Data for this exercise Start Marker

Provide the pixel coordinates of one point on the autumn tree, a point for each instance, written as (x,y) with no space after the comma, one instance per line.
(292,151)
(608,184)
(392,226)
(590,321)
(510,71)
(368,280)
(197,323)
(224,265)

Data for this exercise End Marker

> [Problem description] Copy every entry exactly. Leave nothing out.

> [Your solution]
Provide the pixel coordinates of one point on the autumn tree, a point for each instance, written as (x,y) with no space after the comma, one instance per line.
(292,151)
(608,184)
(392,226)
(590,321)
(510,71)
(368,280)
(197,323)
(224,265)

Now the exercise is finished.